- _EXERCISE INSTRUCTIONS_: An identical copy of all records below is to be written out.

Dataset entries
■ ■ ■ ■ ■

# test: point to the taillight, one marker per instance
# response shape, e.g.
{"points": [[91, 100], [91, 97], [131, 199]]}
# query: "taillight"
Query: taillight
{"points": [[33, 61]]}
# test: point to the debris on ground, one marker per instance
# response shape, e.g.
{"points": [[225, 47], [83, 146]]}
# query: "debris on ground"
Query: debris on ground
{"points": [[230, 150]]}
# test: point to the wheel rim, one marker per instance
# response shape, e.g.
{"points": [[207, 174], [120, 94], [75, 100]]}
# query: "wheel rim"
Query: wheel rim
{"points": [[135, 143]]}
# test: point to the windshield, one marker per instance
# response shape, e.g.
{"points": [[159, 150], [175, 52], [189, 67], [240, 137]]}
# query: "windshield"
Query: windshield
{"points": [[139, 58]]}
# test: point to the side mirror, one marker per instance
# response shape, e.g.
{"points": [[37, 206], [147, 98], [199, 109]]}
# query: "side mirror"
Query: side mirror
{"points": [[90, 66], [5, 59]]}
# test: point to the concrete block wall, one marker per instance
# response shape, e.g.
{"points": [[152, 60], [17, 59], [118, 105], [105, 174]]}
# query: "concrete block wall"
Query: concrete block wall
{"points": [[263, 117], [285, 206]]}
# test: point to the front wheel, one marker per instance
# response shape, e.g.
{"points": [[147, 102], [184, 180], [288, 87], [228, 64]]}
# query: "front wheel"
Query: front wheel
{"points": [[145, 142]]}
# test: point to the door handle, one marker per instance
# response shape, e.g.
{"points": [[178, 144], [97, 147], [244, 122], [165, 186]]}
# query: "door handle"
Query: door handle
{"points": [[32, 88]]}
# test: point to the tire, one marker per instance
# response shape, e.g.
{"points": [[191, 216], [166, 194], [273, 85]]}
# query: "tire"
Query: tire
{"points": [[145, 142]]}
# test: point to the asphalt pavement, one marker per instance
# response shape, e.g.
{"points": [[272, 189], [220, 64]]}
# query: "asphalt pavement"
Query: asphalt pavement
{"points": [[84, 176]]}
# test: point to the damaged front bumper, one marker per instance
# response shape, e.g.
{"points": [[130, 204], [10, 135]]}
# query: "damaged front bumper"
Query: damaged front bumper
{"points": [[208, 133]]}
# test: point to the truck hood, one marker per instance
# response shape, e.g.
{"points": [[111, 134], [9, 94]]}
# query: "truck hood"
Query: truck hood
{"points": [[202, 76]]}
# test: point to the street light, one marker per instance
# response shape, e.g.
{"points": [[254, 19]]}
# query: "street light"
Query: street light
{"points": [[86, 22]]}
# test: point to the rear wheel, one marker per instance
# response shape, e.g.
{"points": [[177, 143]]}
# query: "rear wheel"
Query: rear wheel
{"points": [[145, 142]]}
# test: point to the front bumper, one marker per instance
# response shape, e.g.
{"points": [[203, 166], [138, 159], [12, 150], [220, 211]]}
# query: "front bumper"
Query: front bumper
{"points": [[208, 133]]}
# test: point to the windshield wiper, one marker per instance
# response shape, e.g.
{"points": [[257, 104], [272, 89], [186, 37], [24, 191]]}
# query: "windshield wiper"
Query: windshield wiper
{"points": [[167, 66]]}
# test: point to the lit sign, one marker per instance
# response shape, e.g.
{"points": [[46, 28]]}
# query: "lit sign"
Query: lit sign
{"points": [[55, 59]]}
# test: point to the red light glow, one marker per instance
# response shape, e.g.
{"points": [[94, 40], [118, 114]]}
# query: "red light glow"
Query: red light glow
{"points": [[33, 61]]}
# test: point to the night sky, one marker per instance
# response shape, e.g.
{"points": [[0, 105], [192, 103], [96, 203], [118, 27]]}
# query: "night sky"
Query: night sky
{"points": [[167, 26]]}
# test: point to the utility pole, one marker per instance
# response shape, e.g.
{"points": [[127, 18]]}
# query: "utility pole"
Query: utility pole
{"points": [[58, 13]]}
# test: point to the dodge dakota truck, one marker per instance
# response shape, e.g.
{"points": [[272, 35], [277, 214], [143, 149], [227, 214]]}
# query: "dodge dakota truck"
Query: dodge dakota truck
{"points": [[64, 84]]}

■ ■ ■ ■ ■

- _ANSWER TO THE EXERCISE_:
# test: point to the taillight, one marker per instance
# response shape, e.g.
{"points": [[91, 100], [91, 97], [131, 199]]}
# query: "taillight"
Query: taillight
{"points": [[33, 61]]}
# test: point to the debris on ground, one marker per instance
# response shape, e.g.
{"points": [[225, 47], [83, 146]]}
# query: "debris on ground"
Query: debris on ground
{"points": [[230, 150]]}
# test: point to the wheel rim, one marker per instance
# response shape, e.g.
{"points": [[207, 174], [120, 94], [75, 100]]}
# query: "wheel rim"
Query: wheel rim
{"points": [[135, 143]]}
# test: point to the windshield, one marker per instance
# response shape, e.g.
{"points": [[159, 150], [175, 52], [189, 67], [240, 137]]}
# query: "windshield"
Query: windshield
{"points": [[139, 58]]}
# test: point to the side mirror, one marker per instance
# response shape, e.g.
{"points": [[37, 206], [147, 98], [199, 109]]}
# query: "side mirror"
Query: side mirror
{"points": [[90, 66], [5, 59]]}
# test: point to the concrete block wall, one marker per instance
# response shape, e.g.
{"points": [[152, 60], [17, 59], [118, 105], [105, 174]]}
# query: "concrete block wall"
Query: concrete block wall
{"points": [[263, 117], [285, 206]]}
# test: point to the front wheel, one marker per instance
# response shape, e.g.
{"points": [[147, 102], [184, 180], [288, 87], [228, 64]]}
# query: "front wheel"
Query: front wheel
{"points": [[145, 142]]}
# test: point to the door handle, one marker per instance
# response shape, e.g.
{"points": [[178, 144], [97, 147], [244, 122], [165, 186]]}
# query: "door handle"
Query: door handle
{"points": [[32, 88]]}
# test: point to the tire, one marker per instance
# response shape, e.g.
{"points": [[191, 216], [166, 194], [273, 85]]}
# query: "tire"
Query: tire
{"points": [[145, 142]]}
# test: point to the asphalt pavement, one marker per instance
# response shape, e.g.
{"points": [[272, 189], [220, 64]]}
# query: "asphalt pavement"
Query: asphalt pavement
{"points": [[84, 176]]}
# test: point to the damaged front bumper, one marker per instance
# response shape, e.g.
{"points": [[130, 204], [10, 135]]}
# query: "damaged front bumper"
Query: damaged front bumper
{"points": [[208, 133]]}
# test: point to the truck hood, one marker per instance
# response shape, e.g.
{"points": [[111, 134], [9, 94]]}
# query: "truck hood"
Query: truck hood
{"points": [[202, 76]]}
# test: point to the street light, one marker per instance
# response shape, e.g.
{"points": [[254, 19]]}
# query: "street light"
Query: street light
{"points": [[86, 22]]}
# test: point to the rear wheel, one marker per instance
# response shape, e.g.
{"points": [[177, 143]]}
# query: "rear wheel"
Query: rear wheel
{"points": [[145, 142]]}
# test: point to the front bumper, one marker per instance
# response shape, e.g.
{"points": [[203, 166], [138, 159], [12, 150], [220, 211]]}
# query: "front bumper"
Query: front bumper
{"points": [[208, 133]]}
# test: point to the windshield wiper, one marker per instance
# response shape, e.g.
{"points": [[257, 104], [272, 89], [186, 37], [24, 191]]}
# query: "windshield wiper"
Query: windshield wiper
{"points": [[167, 66]]}
# test: point to the lit sign, one marker per instance
# response shape, e.g.
{"points": [[46, 28]]}
# query: "lit sign"
Query: lit sign
{"points": [[55, 59]]}
# test: point to the red light glow, one marker per instance
# response shape, e.g.
{"points": [[94, 40], [118, 114]]}
# query: "red light glow"
Query: red light glow
{"points": [[33, 61]]}
# test: point to the night sky, one marker per instance
# response shape, e.g.
{"points": [[0, 105], [192, 103], [96, 203], [118, 27]]}
# query: "night sky"
Query: night sky
{"points": [[167, 26]]}
# test: point to the utility pole, one marker per instance
# response shape, e.g.
{"points": [[127, 18]]}
# query: "utility pole"
Query: utility pole
{"points": [[58, 13]]}
# test: point to the dodge dakota truck, one marker per instance
# response shape, e.g.
{"points": [[272, 35], [277, 214], [143, 149], [227, 214]]}
# query: "dodge dakota truck"
Query: dodge dakota truck
{"points": [[64, 84]]}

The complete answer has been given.